Supplied material:
# # #

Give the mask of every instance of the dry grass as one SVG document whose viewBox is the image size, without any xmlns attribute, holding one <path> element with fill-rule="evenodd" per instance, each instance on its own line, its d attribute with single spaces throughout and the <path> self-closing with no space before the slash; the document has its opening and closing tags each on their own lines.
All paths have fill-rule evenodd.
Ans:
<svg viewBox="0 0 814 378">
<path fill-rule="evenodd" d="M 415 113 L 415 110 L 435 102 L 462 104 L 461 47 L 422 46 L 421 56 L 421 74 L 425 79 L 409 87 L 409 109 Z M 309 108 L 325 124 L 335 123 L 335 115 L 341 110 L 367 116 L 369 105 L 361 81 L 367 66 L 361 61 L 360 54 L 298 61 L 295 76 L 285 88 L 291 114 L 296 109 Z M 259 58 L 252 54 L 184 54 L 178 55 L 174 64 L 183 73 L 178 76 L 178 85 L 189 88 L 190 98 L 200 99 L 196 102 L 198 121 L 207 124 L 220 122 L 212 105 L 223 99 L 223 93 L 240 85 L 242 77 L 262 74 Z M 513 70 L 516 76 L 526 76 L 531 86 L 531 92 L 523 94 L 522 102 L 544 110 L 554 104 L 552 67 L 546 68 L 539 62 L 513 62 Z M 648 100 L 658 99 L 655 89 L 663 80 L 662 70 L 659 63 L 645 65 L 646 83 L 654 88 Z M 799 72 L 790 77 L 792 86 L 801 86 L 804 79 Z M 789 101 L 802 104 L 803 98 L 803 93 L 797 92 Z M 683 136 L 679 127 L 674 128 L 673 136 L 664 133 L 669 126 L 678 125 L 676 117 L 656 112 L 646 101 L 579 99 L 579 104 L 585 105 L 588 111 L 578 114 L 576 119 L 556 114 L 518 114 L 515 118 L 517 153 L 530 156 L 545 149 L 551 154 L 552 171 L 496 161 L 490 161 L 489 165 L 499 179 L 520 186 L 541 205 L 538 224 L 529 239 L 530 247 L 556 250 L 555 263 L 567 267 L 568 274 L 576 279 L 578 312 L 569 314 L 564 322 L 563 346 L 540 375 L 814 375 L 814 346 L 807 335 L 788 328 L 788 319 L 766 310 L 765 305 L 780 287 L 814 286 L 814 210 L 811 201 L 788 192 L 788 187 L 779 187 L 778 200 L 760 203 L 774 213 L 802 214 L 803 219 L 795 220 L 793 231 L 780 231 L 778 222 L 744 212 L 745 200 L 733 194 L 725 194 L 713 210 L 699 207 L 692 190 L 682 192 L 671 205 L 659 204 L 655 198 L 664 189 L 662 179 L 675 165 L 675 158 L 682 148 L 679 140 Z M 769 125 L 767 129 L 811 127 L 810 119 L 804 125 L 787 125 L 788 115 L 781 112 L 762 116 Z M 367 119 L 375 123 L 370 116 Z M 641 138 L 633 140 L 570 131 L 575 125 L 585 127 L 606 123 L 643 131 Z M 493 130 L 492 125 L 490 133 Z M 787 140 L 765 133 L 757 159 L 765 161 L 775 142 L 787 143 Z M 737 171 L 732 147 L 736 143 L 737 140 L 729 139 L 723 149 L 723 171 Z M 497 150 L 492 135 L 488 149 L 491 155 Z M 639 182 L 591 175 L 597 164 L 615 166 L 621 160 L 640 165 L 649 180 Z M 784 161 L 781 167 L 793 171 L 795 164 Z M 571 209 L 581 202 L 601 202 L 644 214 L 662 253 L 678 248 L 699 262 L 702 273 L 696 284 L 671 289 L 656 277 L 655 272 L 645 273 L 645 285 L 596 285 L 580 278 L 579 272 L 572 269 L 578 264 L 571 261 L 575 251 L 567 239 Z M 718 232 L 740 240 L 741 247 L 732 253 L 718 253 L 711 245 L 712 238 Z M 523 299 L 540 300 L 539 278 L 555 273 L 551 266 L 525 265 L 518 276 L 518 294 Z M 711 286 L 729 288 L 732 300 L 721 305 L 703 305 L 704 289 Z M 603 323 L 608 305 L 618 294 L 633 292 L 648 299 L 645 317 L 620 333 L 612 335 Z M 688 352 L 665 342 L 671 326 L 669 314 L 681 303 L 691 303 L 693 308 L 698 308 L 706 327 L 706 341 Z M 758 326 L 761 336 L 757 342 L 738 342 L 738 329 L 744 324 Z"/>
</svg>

# # #

Problem statement: List every line of the entries above that contains the string "viewBox", treating uppercase and lowercase as different.

The reply:
Give the mask of every instance of the dry grass as one SVG document whose viewBox is the image size, without any xmlns attribute, holding one <path> element with fill-rule="evenodd" per instance, each instance on its own line, its d attribute with single spaces throughout and the <path> self-closing with no space before the slash; the document has its opening and closing tags each on their own lines.
<svg viewBox="0 0 814 378">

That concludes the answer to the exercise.